Extract each line of the listing that contains the string "boxes". Case counts.
══ RECORDED INFORMATION
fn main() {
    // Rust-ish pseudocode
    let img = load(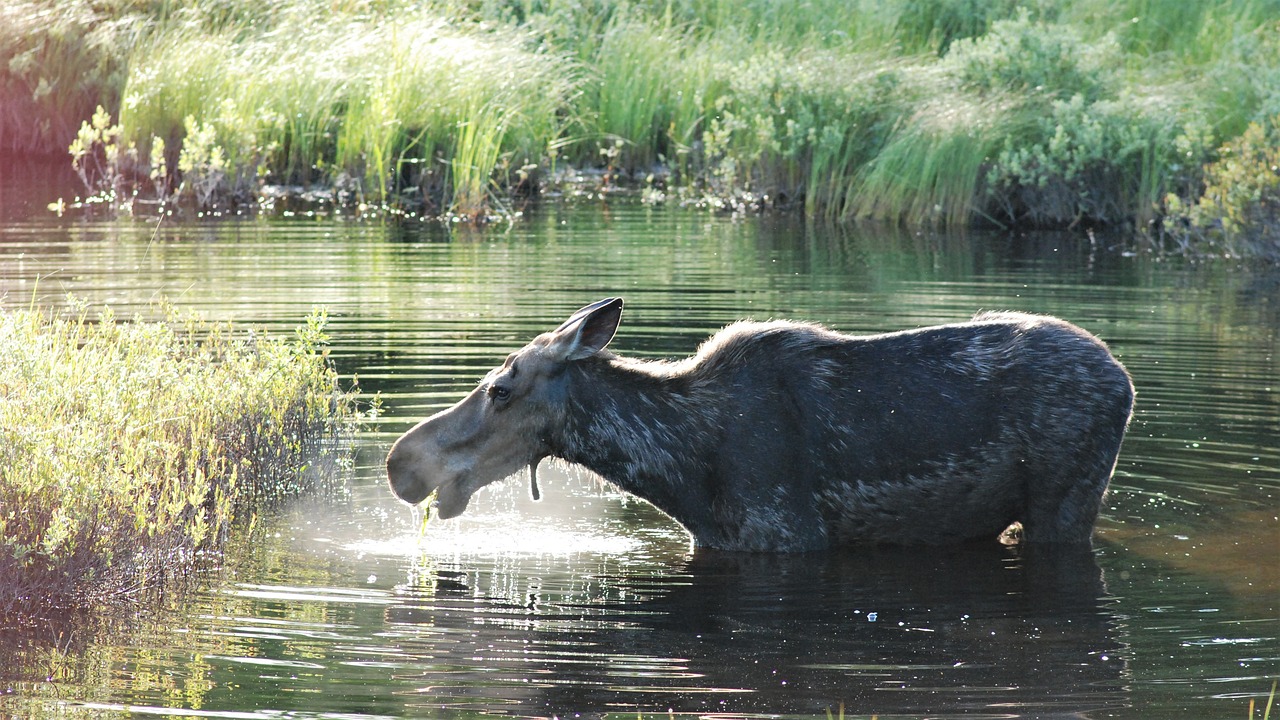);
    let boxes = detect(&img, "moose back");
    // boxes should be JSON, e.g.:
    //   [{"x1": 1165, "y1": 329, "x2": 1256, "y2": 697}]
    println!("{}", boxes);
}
════
## RESULT FOR THIS EXERCISE
    let boxes = detect(&img, "moose back");
    // boxes should be JSON, e.g.:
    println!("{}", boxes);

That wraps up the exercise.